TASK GOAL:
Emit the entire listing verbatim.

MATERIAL FOR THIS EXERCISE:
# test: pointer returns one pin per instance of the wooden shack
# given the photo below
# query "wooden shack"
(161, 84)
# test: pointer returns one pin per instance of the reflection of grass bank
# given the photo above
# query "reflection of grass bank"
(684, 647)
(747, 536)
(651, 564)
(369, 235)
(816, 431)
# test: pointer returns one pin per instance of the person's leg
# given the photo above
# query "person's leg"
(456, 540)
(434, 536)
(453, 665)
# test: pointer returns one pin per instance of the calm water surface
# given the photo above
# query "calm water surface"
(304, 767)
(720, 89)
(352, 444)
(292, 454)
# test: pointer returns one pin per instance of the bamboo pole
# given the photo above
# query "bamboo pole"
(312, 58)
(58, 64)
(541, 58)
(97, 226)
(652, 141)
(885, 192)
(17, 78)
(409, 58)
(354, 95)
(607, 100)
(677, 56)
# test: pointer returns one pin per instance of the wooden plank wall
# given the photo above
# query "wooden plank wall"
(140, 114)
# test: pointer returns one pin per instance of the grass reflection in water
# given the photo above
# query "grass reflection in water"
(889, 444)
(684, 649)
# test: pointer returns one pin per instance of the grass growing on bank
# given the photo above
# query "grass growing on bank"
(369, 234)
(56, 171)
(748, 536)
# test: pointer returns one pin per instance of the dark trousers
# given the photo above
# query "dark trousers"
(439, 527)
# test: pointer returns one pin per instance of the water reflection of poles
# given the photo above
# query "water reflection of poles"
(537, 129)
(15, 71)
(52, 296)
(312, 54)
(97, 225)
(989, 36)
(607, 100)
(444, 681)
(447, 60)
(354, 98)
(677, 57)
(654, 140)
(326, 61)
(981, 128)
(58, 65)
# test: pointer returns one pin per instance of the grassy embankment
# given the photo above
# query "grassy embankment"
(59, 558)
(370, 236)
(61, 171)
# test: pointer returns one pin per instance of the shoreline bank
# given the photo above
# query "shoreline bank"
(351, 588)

TASK SOLUTION:
# test: pointer returns one pin per instance of the wooden shack
# given the photo below
# query "wooden shack"
(161, 84)
# test: pointer returns one pin per instance of the reflection of grass bank
# given the photo above
# query "reflection of grass bank"
(684, 647)
(747, 536)
(651, 564)
(369, 235)
(816, 431)
# test: pointer returns one pin per instance of the person's leg
# given the photo above
# query "person's leg"
(456, 540)
(434, 536)
(453, 665)
# test: pointer returns one pin per instance of the calm water surface
# given the photo above
# query "calm water surface"
(304, 767)
(720, 89)
(352, 444)
(292, 454)
# test: pointer returns one pin per instance of the bamboo pole
# given the photo above
# query "bamboo pole"
(312, 58)
(58, 64)
(541, 58)
(97, 226)
(652, 141)
(885, 192)
(17, 78)
(409, 58)
(354, 95)
(607, 100)
(677, 56)
# test: pointer returns one pin per instance of the wooden plank wall
# given the photo above
# query "wooden plank wall"
(140, 114)
# test: pointer returns one pin per instance of the grass reflection in water
# given the photo above
# query "grass reflection in water"
(889, 444)
(684, 649)
# test: pointer returns one pin per instance of the grass growing on bank
# given the photo above
# query "grass growing on bank"
(369, 234)
(56, 171)
(748, 536)
# test: pointer returns one pin per instance of the dark trousers
# given the photo above
# query "dark trousers"
(439, 527)
# test: pointer returns one pin per instance of the water reflection of poles
# given the photo above
# query "water reflection of poles"
(537, 129)
(15, 71)
(52, 296)
(312, 54)
(97, 225)
(989, 36)
(607, 100)
(444, 681)
(447, 60)
(354, 98)
(677, 57)
(654, 140)
(326, 61)
(981, 128)
(58, 65)
# test: pointer returns one pin per instance of the grassy embankment
# given the photo above
# query "grassy embankment"
(59, 558)
(370, 236)
(61, 171)
# test: pointer returns one pin per instance of the shoreline bank
# given the photo above
# query "shoreline bank"
(351, 588)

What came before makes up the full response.